__Passage shown__.
┄┄┄┄┄┄┄┄┄┄

Billy Jack Wills and his Western Swing Band, early 1950s. From left: Vance Terry, Kenny Lowery, Dick McComb, Charlie Moore, Billy Jack Wills, Cotton Roberts, Tiny Moore. Click to enlarge.
The late 1940s were tumultuous times for Bob Wills and his extended family. At first glance, it may have seemed like the Texas Playboys were at the apex of their popularity. They were the top draw in western swing, commanding huge crowds wherever they played, and the records for their new label, MGM, continued their hit streak on the charts. The ballroom era was still in excelsis, so it seemed a wise investment when Bob purchased the Aragon Ballroom and Swimming Pool on the northern outskirts of Sacramento in June, 1948. Renaming it Wills Point, perhaps with the notion of making this a permanent home for the band and his family, Bob was intent on recapturing the magic of the Tulsa years, when Cain's Dancing Academy had been an oasis amid dust storms and Depression.
But a closer look reveals cracks forming underneath this glitzy facade. The Hollywood musical western had swiftly become a thing of the past at the close of WWII, cutting out an important film component to recordings. The craze for all things western was starting to crest, and would soon enter decline in popular culture, particularly in California, where a restless urban youth culture was converting old cars to hot rods, and starting to embrace black music and records, like Wild Bill Moore's "Rock and Roll" (from early 1948) -- shunning western swing. Crowds may have still been large, but Bob would have noticed a tapering off as the months went by. It was starting to become financially impossible to carry ten, twelve, and fourteen-piece bands. Virtually the entire Texas Playboy band, led by Tommy Duncan, quit over money in September, 1948, a terrible blow from which Bob never fully recovered. New recruits were easy enough to assemble, and many good records continued to be made, but the camaraderie and chemistry would never be the same again.

┄┄┄┄┄┄┄┄┄┄

__Material shown__.

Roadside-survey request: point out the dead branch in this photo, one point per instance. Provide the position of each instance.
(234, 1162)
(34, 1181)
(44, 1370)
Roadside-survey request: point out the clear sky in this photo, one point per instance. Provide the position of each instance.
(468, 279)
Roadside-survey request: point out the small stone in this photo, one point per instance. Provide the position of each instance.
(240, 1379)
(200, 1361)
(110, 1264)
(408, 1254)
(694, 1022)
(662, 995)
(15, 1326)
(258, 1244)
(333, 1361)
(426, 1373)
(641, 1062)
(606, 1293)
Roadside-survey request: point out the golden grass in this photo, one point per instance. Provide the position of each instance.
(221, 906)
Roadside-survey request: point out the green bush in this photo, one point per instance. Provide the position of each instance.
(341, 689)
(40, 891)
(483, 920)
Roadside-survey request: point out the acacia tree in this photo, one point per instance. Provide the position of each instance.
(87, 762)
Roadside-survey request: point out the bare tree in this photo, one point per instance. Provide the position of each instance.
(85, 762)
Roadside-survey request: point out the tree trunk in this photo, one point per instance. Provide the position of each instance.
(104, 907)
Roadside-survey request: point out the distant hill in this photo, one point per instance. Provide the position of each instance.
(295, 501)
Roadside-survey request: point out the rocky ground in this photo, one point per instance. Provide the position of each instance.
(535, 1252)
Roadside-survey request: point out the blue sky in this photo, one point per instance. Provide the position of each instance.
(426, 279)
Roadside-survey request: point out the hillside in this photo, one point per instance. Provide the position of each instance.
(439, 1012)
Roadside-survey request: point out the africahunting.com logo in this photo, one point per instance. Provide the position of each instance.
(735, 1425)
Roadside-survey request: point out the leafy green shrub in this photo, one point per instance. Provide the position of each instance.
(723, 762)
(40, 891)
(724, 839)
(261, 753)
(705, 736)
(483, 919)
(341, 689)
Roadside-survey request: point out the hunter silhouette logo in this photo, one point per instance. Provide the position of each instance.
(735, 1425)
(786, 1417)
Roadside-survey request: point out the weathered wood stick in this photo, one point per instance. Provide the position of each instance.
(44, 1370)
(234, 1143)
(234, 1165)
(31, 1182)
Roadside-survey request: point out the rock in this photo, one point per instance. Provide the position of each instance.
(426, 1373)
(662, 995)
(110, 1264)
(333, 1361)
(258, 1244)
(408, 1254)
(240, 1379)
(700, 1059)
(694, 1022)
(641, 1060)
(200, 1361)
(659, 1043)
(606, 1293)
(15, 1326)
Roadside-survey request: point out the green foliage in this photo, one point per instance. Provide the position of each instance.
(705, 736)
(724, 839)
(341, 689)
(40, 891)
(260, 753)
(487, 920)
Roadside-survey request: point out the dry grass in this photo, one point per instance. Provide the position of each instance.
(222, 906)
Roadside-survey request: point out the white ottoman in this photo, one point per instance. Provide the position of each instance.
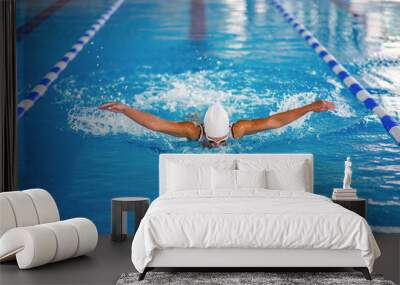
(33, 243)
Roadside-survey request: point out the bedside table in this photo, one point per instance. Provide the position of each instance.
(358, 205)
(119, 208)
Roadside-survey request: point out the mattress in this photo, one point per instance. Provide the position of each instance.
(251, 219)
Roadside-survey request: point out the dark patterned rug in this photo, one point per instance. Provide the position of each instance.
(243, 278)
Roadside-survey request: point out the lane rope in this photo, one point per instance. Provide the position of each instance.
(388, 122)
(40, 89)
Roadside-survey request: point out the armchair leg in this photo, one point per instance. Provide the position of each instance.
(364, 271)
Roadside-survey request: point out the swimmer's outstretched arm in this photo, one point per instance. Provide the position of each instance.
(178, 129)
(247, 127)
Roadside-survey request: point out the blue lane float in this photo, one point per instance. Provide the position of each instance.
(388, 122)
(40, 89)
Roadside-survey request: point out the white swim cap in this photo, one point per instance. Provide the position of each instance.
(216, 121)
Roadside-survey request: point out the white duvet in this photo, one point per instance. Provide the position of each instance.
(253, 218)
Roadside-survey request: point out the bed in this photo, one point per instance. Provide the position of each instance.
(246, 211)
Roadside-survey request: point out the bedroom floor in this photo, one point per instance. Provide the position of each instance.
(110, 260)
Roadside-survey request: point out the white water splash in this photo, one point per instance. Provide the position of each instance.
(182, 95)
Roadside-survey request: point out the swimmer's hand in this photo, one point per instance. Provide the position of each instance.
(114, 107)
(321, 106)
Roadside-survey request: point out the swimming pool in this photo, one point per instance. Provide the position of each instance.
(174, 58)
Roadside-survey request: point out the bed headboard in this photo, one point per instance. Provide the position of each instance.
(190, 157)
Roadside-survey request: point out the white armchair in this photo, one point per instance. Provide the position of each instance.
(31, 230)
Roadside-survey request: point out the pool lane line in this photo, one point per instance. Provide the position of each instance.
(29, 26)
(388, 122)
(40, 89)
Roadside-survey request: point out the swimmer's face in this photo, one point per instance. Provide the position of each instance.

┄┄┄┄┄┄┄┄┄┄

__Study questions__.
- 1) Copy out the part of the passage on Bob Wills that opens with the words containing "The late 1940s" and closes with "storms and Depression.".
- 2) In the passage on Bob Wills, what name did Bob give the Aragon Ballroom and Swimming Pool after buying it?
- 3) Write the next part of the passage on Bob Wills, starting after its final sentence.

__Results for the exercise__.
- 1)
The late 1940s were tumultuous times for Bob Wills and his extended family. At first glance, it may have seemed like the Texas Playboys were at the apex of their popularity. They were the top draw in western swing, commanding huge crowds wherever they played, and the records for their new label, MGM, continued their hit streak on the charts. The ballroom era was still in excelsis, so it seemed a wise investment when Bob purchased the Aragon Ballroom and Swimming Pool on the northern outskirts of Sacramento in June, 1948. Renaming it Wills Point, perhaps with the notion of making this a permanent home for the band and his family, Bob was intent on recapturing the magic of the Tulsa years, when Cain's Dancing Academy had been an oasis amid dust storms and Depression.

- 2) Wills Point

- 3)
Into this void fell Bob's youngest brother, drummer and vocalist Billy Jack Wills (b. 1926). Eager to get back to familiar territory after the disaster of ’48, Bob moved his base of operations away from Sacramento and back to Oklahoma, then Dallas in 1950, where he leased a new ballroom, Bob Wills' Ranch House. At first, Bob was content to have electric mandolinist-fiddler-vocalist Tiny Moore manage and lead the band at Wills Point, a band which in early 1950 included trumpeter Dick McComb and drummer Charlie Moore (no relation to Tiny). This band may not have been drawing enough of a crowd, so Bob directed Billy Jack to leave the Texas Playboys and take it over as lead vocalist, hoping that the Wills name would boost ticket sales. This was probably not long after the Texas Playboys' April 27, 1950, session for MGM which produced “Faded Love,” and Billy Jack singing “Rock-a-Bye Baby Blues.” The group, with shifting personnel, lasted about six years, cutting many excellent records for 4-Star and MGM. But they didn't sell. Wills Point then burned to the ground in June, 1956. Although ads can be found for Billy Jack making personal appearances as late as October, 1960, by the early sixties he was largely out of music and working regular day jobs back in Oklahoma.
Billy Jack Wills' Western Swing Band had a strange afterlife. They were completely forgotten until the 1980s, when Western records released two well-received albums of non-commercial transcriptions. These were followed by a few scattered appearances on rockabilly compilations of the MGM singles (which don't feature the original band). Only in the 21st century have their 4-Star records been widely reissued. Thus, in a reversal of the usual way these things go, the records that were best-known in their own time, and best captured the band's original sound at its peak in 1951, were the last to be reissued.
Because of the unusual nature of this reissue program, the group's original drummer, Charlie Moore, went unmentioned in writing about the group. The photographs used for the Western reissues featured drummer Tommy Perkins, and nearly all subsequent writing has assumed that Perkins was the group's main drummer.
But Perkins actually didn't join until 1954 (a newspaper clipping from March of that year refers to Perkins as their “newest member”). Charlie Moore was the drummer from 1950 to 1953, and drives the beat on the 4-Star recordings.
I interviewed Charlie Moore by phone on February 8 and March 19, 2000. A portion of these interviews were printed in the Western Swing Newsletter, but this is the first time that the complete interviews have appeared. By then a devout elder statesmen, Charlie did not want to have his comments about the boozing in the parking lot printed.
Looking over Billboard magazine and newspapers from the 1950-53 period gives one the impression that these were still the glory years for live music, but Charlie provided the keen insight that "the band business" (as it was called) had already gone into terminal decline by 1950. “There just wasn’t money in all of this stuff,” he said. “It wasn’t like it was when Bob was playing (in the ’40s) – and all the big jobs that paid big money. We didn’t get that. It was over by the time we came along.”
CHARLIE MOORE: I was born in Guthrie, Oklahoma, in ’26. We went to Blackwell (Ok.) after that, then Kansas. I started out (playing drums) at about 12. I didn’t play with anybody, I just played with the radio, records, and what-have-you. I made a set of drums out of cardboard boxes.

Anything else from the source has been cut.